> **Estratto fornito**
La parola a Lorenzo Giusti, direttore del Man di Nuoro
Elisabetta Villani
Ci piace ripensare alla tua Green Platform * anche come fonte di ispirazione per Platform Green.
Erano anni particolari, in un clima di interesse crescente per le tematiche legate all’ecologia. Da quel momento la tua ricerca continua sviluppando una certa sensibilità critica sul pensiero ecologico.
Lorenzo Giusti
Mi onora pensare che una mia mostra possa avere ispirato un progetto editoriale. Green Platform, quando è nata tra il 2008 e il 2009, risentiva molto del dibattito politico e culturale di quegli anni: si andavano reinterpretando il pensiero di Gregory Bateson (Steps to an Ecology of Mind, 1972, Mind and Nature, 1980) e di Felix Guattari, nella declinazione de Le tre ecologie (1991); Nordhaus and Shellenberger avevano da poco pubblicato i loro saggi (Break Through: From the Death of Environmentalism to the Politics of Possibility, 2007) e anche una certa politica sembrava volere mettere l’ecologia al centro della propria agenda, pensiamo alla prima campagna elettorale di Obama. Era la coda di un periodo di preoccupazione per la salute del pianeta ma anche di entusiasmo per le possibilità di una rivoluzione economica e sociale basata su criteri di sostenibilità. Oggi il clima è differente.
EV
Tutti i processi legati alla questione ecologica si rivelano lenti poiché non offrono un profitto immediato e tangibile, in termini di ecologia e sostenibilità il pensiero è per il futuro, per un interesse collettivo.
Come spieghi questo rallentamento forse apparente dell’agire?
LG
La crisi economica ha messo sul piatto questioni contingenti e frenato un certo slancio. Dal punto di vista filosofico questo ha condotto al recupero di criteri più materialisti, neo-realisti, a discapito di una visione sistemica. La sensazione è che ci sia una certa tendenza ad associare l’idea del pensiero ecologico, che è sistemico per sua natura, a quella di un’epoca, la tarda post-modernità, in dirittura d’arrivo. Credo che sia un errore. Credo che una prospettiva sistemica sia fondamentale per il progresso. La sfida è quella di riuscire a declinare questo pensiero – i molteplici punti di vista di cui parla Bateson - in relazione ai cambiamenti del mondo, non tornare a vecchi modelli.

> **Consegne**
a) Trasforma in un elenco puntato il paragrafo dell'estratto che comincia con «Mi onora pensare», conservandone i fatti principali.
b) Mostra ogni riga dei record in cui compare la parola "small", distinguendo tra maiuscole e minuscole.
L'estratto e i record sono materiali indipendenti l'uno dall'altro.

> **Dati forniti**
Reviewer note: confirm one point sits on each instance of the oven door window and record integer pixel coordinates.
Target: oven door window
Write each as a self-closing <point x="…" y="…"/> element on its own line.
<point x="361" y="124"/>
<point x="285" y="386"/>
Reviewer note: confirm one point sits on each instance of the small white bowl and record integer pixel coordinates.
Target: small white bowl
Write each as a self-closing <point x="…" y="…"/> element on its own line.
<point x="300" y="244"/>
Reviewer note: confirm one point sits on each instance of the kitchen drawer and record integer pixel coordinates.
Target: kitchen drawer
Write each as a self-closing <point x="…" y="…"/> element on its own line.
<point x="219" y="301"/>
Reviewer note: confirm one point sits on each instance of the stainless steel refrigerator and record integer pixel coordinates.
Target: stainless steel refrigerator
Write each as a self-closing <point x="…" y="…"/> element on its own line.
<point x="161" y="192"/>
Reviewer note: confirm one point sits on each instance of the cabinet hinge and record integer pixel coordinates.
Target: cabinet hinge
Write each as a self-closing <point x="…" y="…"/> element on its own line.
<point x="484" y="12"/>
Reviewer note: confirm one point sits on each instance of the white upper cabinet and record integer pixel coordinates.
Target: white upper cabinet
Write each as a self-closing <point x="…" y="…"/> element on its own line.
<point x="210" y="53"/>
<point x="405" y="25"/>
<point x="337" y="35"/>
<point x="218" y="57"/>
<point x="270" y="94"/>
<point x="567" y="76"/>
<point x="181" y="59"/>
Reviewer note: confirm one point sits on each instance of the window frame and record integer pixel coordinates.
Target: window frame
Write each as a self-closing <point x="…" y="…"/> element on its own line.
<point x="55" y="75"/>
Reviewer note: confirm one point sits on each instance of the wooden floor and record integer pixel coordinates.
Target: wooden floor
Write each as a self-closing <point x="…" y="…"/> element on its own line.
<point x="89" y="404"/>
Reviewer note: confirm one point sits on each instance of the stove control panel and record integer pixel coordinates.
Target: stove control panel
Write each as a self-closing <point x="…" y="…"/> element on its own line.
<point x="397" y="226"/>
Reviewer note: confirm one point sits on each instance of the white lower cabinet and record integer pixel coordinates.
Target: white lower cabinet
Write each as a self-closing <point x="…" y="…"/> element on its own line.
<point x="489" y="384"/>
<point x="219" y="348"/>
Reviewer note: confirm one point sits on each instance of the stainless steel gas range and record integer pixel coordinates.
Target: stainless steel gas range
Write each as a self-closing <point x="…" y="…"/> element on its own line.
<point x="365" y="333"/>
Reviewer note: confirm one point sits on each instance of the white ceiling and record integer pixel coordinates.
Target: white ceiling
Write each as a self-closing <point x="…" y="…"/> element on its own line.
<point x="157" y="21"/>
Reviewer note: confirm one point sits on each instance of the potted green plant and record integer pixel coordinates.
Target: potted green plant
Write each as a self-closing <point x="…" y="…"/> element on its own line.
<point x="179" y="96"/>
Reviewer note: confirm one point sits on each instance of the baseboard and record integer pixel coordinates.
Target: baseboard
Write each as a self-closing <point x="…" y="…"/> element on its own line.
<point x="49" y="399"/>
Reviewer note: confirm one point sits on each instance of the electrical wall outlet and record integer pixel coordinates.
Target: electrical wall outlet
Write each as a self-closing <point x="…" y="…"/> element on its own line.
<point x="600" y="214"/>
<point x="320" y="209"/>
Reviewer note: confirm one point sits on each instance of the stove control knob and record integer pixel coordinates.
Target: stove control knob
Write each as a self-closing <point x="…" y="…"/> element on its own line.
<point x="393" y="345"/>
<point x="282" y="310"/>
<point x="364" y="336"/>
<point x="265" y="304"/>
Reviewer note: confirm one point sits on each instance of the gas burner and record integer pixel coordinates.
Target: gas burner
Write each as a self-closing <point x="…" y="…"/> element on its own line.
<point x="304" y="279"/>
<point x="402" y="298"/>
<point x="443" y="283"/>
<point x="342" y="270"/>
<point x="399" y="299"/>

> **Soluzioni**
a)
- Giusti considera un onore che una sua mostra possa aver ispirato un progetto editoriale.
- Green Platform è nata tra il 2008 e il 2009 e risentiva molto del dibattito politico e culturale di quegli anni.
- In quel periodo si reinterpretava il pensiero di Gregory Bateson (Steps to an Ecology of Mind, 1972; Mind and Nature, 1980) e di Felix Guattari (Le tre ecologie, 1991).
- Nordhaus e Shellenberger avevano da poco pubblicato Break Through: From the Death of Environmentalism to the Politics of Possibility (2007).
- Anche una parte della politica sembrava voler mettere l'ecologia al centro della propria agenda, come nella prima campagna elettorale di Obama.
- Si chiudeva un periodo di preoccupazione per la salute del pianeta, ma anche di entusiasmo per una rivoluzione economica e sociale fondata sulla sostenibilità.
- Oggi il clima è diverso.

b)
Reviewer note: confirm one point sits on each instance of the small white bowl and record integer pixel coordinates.
Target: small white bowl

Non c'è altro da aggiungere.